_Source passage_.
————————

When it comes to cops, Supervisors Hamburg and Smith see the County’s “fiscal integrity” at risk. When it comes to long-overdue money-saving relocations and consolidations of half-empty County facilities in Fort Bragg we can wait a month or two.
Back in April, the other three supervisors reluctantly agreed that waiting one more month to get started on the Fort Bragg consolidations was OK.
But nothing happened in May. It wasn’t until June 28th that the Kristin McMenomey of General Services, and Health and Human Services Director Stacy Cryer came back to the Board with a consolidation plan.
Turns out the move is quite simple. No problems are anticipated; no big costs are involved; no tough issues need to be resolved, not much time will be needed. If the obstructing duo of Smith and Hamburg had simply left the whole job to staff it would have been done by now and the money would already be saved.
So what kinds of concerns did Supervisors Smith and Hamburg raise ask about after the more than two-month delay?
Smith wanted to know how they were going to handle file storage and how much remodeling would be needed. She also asked about staff morale and “service delivery” — none of which were concerns shared by McMenomey and Cryer, the persons responsible for getting it done.
Hamburg, having joined Smith to screw things up via the costly and totally unnecessary delay, blithely commented, “I’m really glad this is getting done,” said Hamburg. “It’s going to save us some money. I don’t know if I’m totally enthused about what’s happening in Fort Bragg, but, you know, in terms of the cost savings, we really didn’t have a choice. It can be one of the most stressful things that human beings have to do in their lives and I know there’s a lot of stress connected with this but the finances just really require it.”

————————

_Dataset section_.
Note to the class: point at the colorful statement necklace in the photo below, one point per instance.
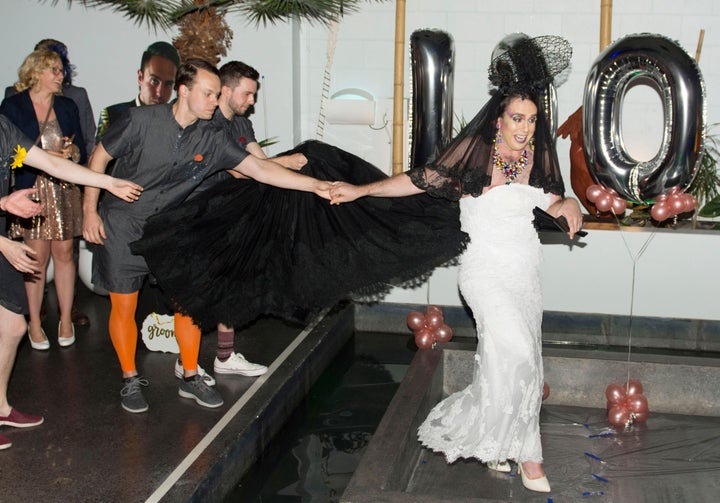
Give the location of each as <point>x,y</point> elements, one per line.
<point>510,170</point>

————————

_Exercises_.
• A. Reproduce the portion of the Fort Bragg consolidation passage starting with "But nothing happened" and going on through "already be saved.".
• B. Answer these questions using the Fort Bragg consolidation passage:
(i) In what month did the other three supervisors reluctantly agree to wait one more month?
(ii) Who came back to the Board with a consolidation plan on June 28th?
(iii) What four matters did Smith ask about?
• C. Resume the Fort Bragg consolidation passage after its final sentence, writing on in the same voice.

_Solved tasks_.
• A.
But nothing happened in May. It wasn’t until June 28th that the Kristin McMenomey of General Services, and Health and Human Services Director Stacy Cryer came back to the Board with a consolidation plan.
Turns out the move is quite simple. No problems are anticipated; no big costs are involved; no tough issues need to be resolved, not much time will be needed. If the obstructing duo of Smith and Hamburg had simply left the whole job to staff it would have been done by now and the money would already be saved.

• B.
(i) April.
(ii) Kristin McMenomey of General Services and Health and Human Services Director Stacy Cryer.
(iii) File storage, how much remodeling would be needed, staff morale, and "service delivery."

• C.
Excuse me? Stressful?
Moving your place of work across the street?
In Kabul maybe, but not Fort Bragg.
Ms. McMenomey said she’d spoken to “Mr. Affinito” and arranged a month to month rental agreement through Halloween in case there are some unanticipated hiccups in the move.
Ironists will appreciate the bended knee approach to the financial interests of the multi-millionaire "Mr. Affinito" while the proles get whatever meager help they might expect from social services as those amenities are whacked without so much as a crocodile tear, let alone a reference by name to Ms. Jones, the single mother with three little kids to support.
Bottom line: There was no need to wait more than two months and thousands more to Affinito for his redundant, long paid for, toxic barn on South Franklin, Fort Bragg.
Delaying the Fort Bragg office consolidation does not jeopardize the County’s “fiscal integrity” but delaying the layoffs of six patrol deputies a couple of months does.